▸ **GIVEN INSTRUCTION**
Extract every line below that contains the word "blonde".

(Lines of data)
Begin

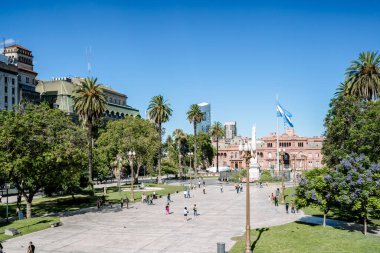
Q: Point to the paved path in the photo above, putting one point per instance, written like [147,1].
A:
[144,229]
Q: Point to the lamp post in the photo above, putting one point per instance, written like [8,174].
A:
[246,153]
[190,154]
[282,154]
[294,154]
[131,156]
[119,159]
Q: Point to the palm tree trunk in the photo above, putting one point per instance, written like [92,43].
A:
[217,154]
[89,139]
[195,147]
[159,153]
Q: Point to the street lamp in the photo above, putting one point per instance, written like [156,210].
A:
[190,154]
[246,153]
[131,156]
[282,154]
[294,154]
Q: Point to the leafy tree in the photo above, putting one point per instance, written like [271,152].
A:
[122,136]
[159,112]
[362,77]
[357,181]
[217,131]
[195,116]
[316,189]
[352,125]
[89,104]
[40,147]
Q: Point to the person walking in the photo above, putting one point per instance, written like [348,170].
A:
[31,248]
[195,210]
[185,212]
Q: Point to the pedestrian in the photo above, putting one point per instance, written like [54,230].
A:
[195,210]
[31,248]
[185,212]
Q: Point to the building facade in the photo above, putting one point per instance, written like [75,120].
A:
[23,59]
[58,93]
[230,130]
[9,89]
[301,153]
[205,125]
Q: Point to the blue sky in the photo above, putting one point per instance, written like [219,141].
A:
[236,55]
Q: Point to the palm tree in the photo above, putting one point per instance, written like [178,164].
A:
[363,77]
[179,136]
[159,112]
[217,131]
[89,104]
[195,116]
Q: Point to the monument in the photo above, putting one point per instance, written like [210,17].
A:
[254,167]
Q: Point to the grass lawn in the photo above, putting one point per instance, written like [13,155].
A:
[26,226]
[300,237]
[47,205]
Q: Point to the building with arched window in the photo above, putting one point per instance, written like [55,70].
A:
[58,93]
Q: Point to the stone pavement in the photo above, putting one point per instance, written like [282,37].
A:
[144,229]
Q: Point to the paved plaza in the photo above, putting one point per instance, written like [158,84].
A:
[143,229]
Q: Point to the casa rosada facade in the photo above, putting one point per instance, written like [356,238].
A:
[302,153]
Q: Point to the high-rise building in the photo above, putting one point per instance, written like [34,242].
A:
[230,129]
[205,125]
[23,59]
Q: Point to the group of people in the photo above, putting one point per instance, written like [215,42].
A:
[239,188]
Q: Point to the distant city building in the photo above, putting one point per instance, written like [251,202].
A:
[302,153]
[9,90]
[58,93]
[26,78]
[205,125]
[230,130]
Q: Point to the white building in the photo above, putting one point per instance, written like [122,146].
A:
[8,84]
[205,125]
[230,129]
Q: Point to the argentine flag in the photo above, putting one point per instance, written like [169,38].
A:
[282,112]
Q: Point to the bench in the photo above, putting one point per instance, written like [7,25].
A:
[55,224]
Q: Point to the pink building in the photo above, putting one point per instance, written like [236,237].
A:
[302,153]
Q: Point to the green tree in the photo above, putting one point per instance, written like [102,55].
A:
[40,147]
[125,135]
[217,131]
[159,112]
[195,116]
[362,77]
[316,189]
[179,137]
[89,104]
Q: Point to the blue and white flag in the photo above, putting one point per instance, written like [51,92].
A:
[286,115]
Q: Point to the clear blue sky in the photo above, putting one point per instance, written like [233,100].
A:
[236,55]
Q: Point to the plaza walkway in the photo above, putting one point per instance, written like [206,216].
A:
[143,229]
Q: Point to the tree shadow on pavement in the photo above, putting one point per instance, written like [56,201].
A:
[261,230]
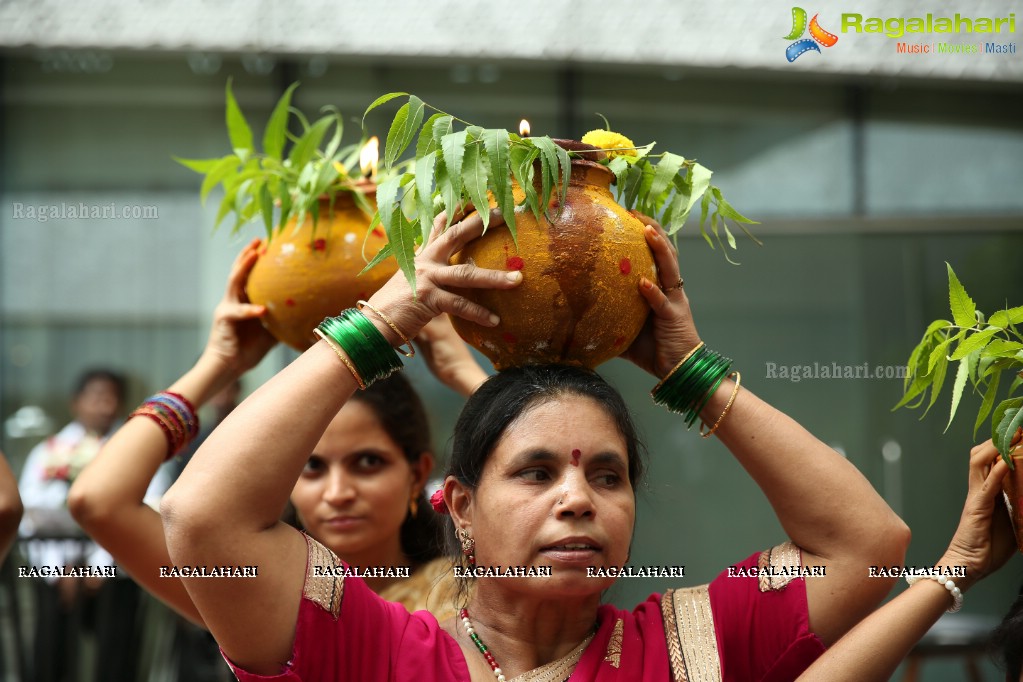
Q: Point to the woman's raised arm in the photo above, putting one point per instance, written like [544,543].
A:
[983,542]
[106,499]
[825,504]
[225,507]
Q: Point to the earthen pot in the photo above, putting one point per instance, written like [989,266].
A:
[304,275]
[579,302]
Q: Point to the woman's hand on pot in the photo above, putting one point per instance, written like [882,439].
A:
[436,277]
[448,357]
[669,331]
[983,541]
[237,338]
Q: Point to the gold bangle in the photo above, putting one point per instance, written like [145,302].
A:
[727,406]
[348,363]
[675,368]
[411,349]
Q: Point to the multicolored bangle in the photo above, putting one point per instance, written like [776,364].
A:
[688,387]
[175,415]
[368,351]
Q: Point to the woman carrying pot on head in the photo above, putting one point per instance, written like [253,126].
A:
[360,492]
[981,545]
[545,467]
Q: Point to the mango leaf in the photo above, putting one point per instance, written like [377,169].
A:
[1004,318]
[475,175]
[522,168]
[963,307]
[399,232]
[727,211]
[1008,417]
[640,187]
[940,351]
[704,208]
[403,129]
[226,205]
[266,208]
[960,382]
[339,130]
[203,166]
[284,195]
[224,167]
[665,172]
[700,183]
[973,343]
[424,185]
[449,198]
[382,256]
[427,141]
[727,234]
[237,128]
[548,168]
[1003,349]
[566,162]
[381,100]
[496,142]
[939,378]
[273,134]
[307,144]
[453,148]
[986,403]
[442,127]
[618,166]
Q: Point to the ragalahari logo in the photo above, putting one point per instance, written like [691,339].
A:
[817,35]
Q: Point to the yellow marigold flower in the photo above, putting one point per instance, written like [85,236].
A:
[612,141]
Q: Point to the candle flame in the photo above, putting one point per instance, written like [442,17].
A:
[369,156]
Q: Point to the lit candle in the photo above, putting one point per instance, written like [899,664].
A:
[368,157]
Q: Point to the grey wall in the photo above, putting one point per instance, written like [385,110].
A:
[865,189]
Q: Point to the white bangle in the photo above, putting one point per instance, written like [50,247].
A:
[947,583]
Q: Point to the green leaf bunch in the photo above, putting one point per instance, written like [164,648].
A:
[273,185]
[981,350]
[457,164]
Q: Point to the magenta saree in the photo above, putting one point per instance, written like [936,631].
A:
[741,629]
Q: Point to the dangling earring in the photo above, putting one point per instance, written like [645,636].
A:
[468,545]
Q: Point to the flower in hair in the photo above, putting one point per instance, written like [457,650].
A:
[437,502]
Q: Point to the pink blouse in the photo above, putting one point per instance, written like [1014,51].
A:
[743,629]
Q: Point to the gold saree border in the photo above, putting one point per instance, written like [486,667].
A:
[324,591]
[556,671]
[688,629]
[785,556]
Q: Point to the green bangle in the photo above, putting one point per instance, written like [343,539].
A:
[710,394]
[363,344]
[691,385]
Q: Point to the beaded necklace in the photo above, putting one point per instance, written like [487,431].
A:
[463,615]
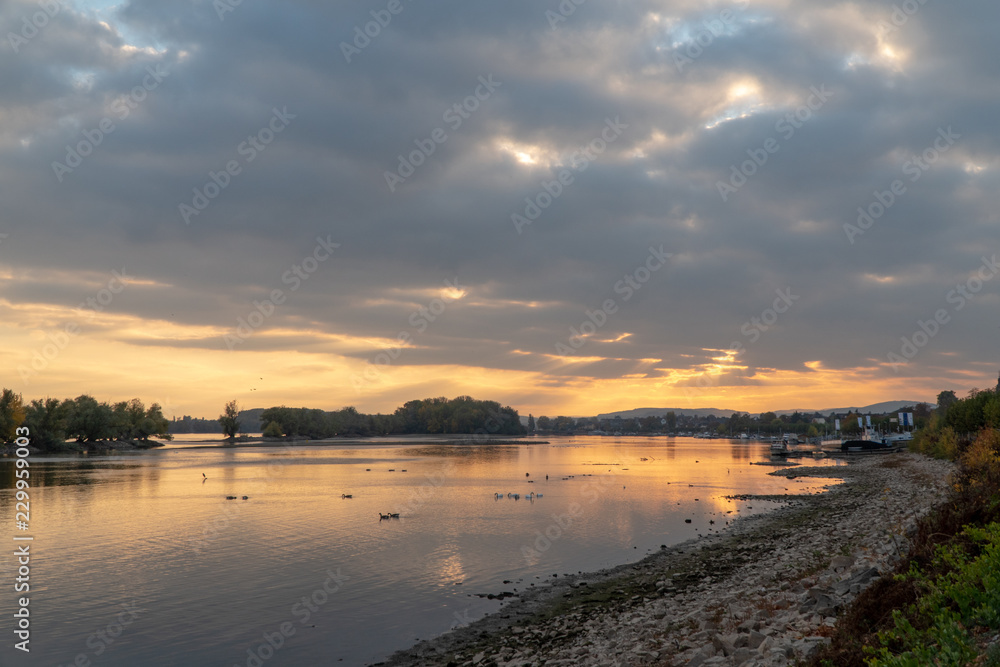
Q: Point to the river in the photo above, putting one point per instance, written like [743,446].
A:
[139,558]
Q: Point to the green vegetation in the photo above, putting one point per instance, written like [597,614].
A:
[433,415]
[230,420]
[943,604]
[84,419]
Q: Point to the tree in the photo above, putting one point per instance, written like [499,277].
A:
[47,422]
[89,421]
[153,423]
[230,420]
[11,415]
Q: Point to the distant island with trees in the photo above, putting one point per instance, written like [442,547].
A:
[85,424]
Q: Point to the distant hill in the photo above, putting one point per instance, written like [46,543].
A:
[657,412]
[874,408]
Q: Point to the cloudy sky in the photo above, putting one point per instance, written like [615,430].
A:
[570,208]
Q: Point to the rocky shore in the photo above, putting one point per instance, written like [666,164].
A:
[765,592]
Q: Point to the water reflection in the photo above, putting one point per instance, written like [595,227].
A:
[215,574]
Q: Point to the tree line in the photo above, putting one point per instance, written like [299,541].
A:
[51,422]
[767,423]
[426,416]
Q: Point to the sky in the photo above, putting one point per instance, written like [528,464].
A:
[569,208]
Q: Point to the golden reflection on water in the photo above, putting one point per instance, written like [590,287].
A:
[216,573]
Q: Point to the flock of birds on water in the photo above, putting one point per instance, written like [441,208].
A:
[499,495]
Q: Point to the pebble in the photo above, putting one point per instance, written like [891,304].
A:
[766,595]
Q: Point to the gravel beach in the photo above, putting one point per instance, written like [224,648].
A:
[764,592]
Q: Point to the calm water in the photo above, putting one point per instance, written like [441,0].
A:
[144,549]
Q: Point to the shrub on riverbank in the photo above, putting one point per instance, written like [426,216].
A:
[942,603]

End
Begin

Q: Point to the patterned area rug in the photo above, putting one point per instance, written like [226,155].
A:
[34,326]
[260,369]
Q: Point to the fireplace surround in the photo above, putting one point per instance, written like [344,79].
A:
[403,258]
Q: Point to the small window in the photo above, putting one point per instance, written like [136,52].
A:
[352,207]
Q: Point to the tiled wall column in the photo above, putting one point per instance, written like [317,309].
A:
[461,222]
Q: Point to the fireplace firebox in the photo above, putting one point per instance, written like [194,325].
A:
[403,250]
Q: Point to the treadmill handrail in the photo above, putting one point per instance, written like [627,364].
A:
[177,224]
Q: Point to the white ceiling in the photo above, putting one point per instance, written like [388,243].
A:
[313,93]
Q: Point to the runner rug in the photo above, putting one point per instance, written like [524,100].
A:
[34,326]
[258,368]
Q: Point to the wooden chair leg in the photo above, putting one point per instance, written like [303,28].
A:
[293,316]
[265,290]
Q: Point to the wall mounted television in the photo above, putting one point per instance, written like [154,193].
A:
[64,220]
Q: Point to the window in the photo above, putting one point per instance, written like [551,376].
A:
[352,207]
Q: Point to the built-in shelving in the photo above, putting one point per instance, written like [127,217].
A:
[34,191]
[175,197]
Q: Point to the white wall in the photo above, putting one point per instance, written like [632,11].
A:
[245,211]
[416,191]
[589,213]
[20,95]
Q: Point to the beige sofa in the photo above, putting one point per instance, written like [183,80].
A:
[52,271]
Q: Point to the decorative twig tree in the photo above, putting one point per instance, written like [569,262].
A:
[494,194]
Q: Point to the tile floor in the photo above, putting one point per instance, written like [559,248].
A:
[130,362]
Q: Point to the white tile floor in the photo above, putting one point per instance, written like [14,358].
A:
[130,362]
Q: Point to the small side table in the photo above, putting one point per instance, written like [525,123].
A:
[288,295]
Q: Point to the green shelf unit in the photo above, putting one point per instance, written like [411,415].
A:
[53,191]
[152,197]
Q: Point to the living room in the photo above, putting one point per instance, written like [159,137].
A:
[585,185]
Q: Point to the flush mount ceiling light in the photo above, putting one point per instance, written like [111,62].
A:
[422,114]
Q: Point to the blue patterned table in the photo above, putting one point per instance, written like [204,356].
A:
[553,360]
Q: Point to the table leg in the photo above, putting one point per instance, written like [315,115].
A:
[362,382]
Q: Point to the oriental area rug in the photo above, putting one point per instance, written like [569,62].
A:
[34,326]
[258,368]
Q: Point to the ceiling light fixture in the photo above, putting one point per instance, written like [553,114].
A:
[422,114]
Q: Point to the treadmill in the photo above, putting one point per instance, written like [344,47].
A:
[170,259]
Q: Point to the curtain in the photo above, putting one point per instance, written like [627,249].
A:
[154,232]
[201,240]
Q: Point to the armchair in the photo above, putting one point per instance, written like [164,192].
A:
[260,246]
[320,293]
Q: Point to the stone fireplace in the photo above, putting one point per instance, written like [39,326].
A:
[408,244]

End
Begin

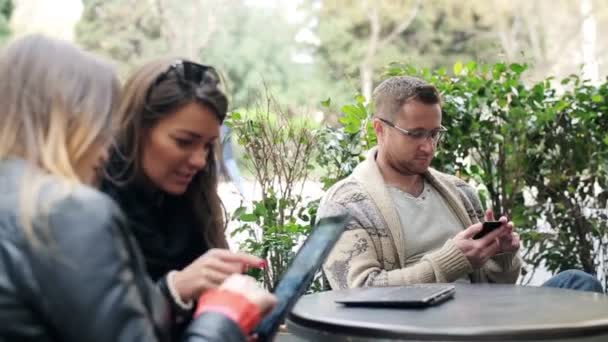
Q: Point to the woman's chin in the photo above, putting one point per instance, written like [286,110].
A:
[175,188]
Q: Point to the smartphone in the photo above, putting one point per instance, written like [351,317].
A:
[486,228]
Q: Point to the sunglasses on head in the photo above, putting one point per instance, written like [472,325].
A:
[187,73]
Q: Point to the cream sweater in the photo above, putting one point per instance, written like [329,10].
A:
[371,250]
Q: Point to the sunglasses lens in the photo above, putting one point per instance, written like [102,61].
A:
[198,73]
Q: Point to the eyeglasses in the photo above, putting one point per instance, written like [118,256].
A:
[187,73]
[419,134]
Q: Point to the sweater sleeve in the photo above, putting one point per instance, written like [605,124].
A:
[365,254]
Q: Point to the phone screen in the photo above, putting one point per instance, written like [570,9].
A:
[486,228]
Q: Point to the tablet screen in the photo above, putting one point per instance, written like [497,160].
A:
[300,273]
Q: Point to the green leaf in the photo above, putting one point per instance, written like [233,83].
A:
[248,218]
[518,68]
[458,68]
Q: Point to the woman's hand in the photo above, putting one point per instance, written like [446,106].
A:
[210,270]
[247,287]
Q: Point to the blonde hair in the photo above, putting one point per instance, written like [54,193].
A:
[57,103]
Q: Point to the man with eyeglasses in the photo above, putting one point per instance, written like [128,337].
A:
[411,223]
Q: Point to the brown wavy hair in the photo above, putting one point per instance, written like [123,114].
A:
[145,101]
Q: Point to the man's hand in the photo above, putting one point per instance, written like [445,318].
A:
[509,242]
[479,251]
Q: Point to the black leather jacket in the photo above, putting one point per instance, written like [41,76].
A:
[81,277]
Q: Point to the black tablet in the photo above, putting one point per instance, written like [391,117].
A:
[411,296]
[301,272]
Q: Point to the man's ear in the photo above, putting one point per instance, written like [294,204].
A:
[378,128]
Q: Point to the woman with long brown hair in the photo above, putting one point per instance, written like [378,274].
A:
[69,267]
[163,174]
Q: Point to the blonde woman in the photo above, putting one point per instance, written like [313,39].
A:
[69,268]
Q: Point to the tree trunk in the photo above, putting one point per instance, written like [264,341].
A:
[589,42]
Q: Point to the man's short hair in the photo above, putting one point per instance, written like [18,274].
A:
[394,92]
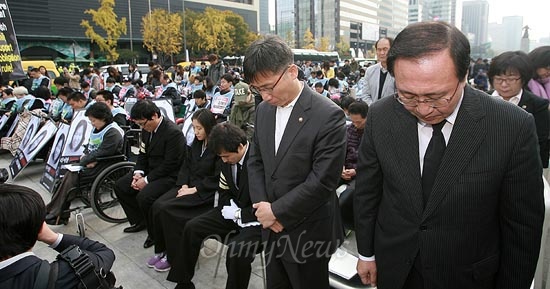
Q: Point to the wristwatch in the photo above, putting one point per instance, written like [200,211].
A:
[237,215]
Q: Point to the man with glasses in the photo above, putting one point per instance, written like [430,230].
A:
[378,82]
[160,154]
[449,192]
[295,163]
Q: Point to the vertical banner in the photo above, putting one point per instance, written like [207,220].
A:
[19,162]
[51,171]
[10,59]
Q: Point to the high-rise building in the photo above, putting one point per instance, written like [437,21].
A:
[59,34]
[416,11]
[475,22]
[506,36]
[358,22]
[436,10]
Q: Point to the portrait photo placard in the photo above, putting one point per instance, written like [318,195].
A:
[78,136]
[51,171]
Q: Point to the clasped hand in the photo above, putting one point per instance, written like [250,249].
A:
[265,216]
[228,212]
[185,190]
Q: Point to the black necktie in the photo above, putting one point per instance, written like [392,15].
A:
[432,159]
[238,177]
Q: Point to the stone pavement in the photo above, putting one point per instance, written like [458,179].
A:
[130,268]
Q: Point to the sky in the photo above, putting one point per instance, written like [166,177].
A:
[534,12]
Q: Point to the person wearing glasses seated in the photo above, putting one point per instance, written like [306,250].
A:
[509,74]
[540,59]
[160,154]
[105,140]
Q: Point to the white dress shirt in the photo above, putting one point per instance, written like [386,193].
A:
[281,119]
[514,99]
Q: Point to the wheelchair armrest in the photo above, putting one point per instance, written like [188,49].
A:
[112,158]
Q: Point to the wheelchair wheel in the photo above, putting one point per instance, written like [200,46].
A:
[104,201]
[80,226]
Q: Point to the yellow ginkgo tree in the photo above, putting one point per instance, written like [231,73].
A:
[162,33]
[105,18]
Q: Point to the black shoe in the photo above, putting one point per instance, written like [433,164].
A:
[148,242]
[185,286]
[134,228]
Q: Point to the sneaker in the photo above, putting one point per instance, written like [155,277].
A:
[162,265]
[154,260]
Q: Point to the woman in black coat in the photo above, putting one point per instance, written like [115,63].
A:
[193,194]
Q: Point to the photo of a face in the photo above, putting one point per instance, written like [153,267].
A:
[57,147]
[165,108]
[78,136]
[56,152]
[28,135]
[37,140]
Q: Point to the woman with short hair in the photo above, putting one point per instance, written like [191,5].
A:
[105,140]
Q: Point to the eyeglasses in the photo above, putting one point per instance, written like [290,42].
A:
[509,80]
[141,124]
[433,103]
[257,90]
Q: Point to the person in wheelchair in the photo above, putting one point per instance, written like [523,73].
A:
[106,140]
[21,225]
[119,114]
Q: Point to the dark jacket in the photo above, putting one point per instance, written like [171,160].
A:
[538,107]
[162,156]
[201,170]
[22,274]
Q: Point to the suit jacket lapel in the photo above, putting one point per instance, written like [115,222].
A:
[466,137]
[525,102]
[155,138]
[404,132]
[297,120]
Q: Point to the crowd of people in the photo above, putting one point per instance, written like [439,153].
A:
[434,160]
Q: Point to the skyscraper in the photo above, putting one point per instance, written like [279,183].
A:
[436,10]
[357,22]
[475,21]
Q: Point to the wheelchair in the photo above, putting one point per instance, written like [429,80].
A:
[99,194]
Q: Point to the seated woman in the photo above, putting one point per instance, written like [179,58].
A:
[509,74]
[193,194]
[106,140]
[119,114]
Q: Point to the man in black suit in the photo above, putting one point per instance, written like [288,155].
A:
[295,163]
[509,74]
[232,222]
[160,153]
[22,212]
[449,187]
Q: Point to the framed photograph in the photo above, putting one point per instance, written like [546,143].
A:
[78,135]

End

▸ **WRITTEN REPLY**
Q: Point to the blonde hair in the photo above, putting one point per instance, written like [54,193].
Q: Point to the blonde woman in the photo above, putting one point per instance, written like [313,39].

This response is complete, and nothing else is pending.